#### [EXTRAIT]

------------------------------------------------

L’art du vitrail n’est pas même encore dans l’enfance. Il n’aura pas d’enfance, à bien dire ; à peine né il sera parfait. Mais, lui aussi, il attend le fiat roman. On sent, toutefois, depuis longtemps sa nécessité. Il procédera, comme toutes les grandes choses, d’un besoin. Car il faut bien ouvrir, sur le vaste vaisseau de la basilique, pour y verser quelque lumière, des fenêtres : on les ouvre ; mais comment les fermer ? On s’ingénie. On les bouche au moyen de grillages de bois, de métal, de pierre découpée, de lames de pierre transparente, et même (dès le VIe siècle) de vitres à couleurs. On était bien près de la grande découverte, semble-t-il ; de la vitre à couleurs au vitrail à dessins le passage n’aurait-il pas dû être rapidement franchi ? À le franchir, pourtant, on mettra six siècles encore.

Ainsi, par toutes les voies, et toujours en écoutant le seul conseil de la nécessité, la Cathédrale, depuis le jour où la possibilité matérielle d’être lui a été donnée, tend au style roman. On peut dire qu’elle le porte comme une femme porte son enfant dans son sein. Il existe virtuellement dans tous les esprits bien avant de se produire à la lumière : quand on pourra le voir, on le reconnaîtra.

------------------------------------------------

#### [LIGNES RÉPERTORIÉES]
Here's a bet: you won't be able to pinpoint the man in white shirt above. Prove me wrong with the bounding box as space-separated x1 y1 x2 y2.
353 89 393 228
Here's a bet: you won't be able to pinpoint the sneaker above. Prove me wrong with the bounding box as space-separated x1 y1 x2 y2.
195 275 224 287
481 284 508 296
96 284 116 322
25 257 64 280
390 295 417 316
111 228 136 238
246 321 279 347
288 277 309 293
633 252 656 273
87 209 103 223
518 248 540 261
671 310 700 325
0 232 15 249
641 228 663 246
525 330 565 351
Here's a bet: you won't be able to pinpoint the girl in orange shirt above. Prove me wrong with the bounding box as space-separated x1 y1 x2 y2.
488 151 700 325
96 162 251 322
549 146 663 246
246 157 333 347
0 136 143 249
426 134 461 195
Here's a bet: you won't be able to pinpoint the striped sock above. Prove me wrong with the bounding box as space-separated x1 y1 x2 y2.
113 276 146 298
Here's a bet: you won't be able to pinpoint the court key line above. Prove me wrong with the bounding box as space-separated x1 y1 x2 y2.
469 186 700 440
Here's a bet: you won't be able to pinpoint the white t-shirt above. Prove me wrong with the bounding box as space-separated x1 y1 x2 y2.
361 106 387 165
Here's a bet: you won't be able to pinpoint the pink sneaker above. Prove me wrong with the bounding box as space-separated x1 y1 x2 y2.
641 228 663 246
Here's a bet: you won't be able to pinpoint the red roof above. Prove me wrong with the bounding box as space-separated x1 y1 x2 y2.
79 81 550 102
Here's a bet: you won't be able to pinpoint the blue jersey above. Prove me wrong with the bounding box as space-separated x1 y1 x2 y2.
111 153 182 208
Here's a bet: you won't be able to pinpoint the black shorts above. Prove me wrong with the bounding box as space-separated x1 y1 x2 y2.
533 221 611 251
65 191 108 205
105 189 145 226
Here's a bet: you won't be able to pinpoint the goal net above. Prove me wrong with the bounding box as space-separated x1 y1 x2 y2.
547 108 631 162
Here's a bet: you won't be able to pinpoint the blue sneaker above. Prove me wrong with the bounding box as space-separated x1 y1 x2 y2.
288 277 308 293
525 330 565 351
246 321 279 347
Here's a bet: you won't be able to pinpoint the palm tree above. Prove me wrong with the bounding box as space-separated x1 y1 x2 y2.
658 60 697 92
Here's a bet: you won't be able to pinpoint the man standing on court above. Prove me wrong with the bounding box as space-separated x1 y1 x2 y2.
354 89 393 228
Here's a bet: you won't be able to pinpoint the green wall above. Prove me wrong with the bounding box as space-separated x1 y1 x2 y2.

------------------------------------------------

#### [CONSIGNE DONNÉE 1]
Reprenez le passage de l'extrait sur le vitrail et la cathédrale allant de « L’art du vitrail » jusqu'à « six siècles encore. » inclus, en substituant « baies » à « fenêtres ».
#### [CONSIGNE DONNÉE 2]
D'après l'extrait sur le vitrail et la cathédrale, pourquoi a-t-il fallu ouvrir des fenêtres dans la basilique ? Répondez en une à trois phrases.
#### [CONSIGNE DONNÉE 3]
Prolongez l'extrait sur le vitrail et la cathédrale au-delà de sa dernière phrase.
Les lignes constituent un matériau distinct de l'extrait.

#### [RÉPONSE À LA CONSIGNE 1]
L’art du vitrail n’est pas même encore dans l’enfance. Il n’aura pas d’enfance, à bien dire ; à peine né il sera parfait. Mais, lui aussi, il attend le fiat roman. On sent, toutefois, depuis longtemps sa nécessité. Il procédera, comme toutes les grandes choses, d’un besoin. Car il faut bien ouvrir, sur le vaste vaisseau de la basilique, pour y verser quelque lumière, des baies : on les ouvre ; mais comment les fermer ? On s’ingénie. On les bouche au moyen de grillages de bois, de métal, de pierre découpée, de lames de pierre transparente, et même (dès le VIe siècle) de vitres à couleurs. On était bien près de la grande découverte, semble-t-il ; de la vitre à couleurs au vitrail à dessins le passage n’aurait-il pas dû être rapidement franchi ? À le franchir, pourtant, on mettra six siècles encore.

#### [RÉPONSE À LA CONSIGNE 2]
Il fallait ouvrir des fenêtres sur le vaste vaisseau de la basilique pour y verser quelque lumière.

#### [RÉPONSE À LA CONSIGNE 3]
Quelle sera, dans cette grande création, la part de Rome ?

Nous n’entendons pas entrer dans la controverse fameuse, encore pendante, où Courajod, avec tant d’ardeur et d’éloquence, défendit contre les Romanistes le génie de ces Barbares, si longtemps dédaignés, qui sont nos pères. Il nous suffit de retenir cette conclusion, seule, du reste, acquise au débat, à savoir qu’il est impossible aujourd’hui de méconnaître la collaboration de ces Barbares au grand œuvre roman.

C’est Courajod encore, après Vitet, qui mit le plus nettement en lumière l’influence décisive des Byzantins, ou, pour mieux dire, des Néo-Grecs sur les architectes du Nord occidental. La Cathédrale s’est élevée au point idéal d’intersection où se rencontreraient trois lignes partant, la première, de Rome, la seconde, du Nord lointain (régions slaves, Scandinaves, germaniques), la troisième, de l’Orient hellénistique (Alexandrie, Éphèse, Antioche, Byzance, avec Ravenne pour point d’avancée).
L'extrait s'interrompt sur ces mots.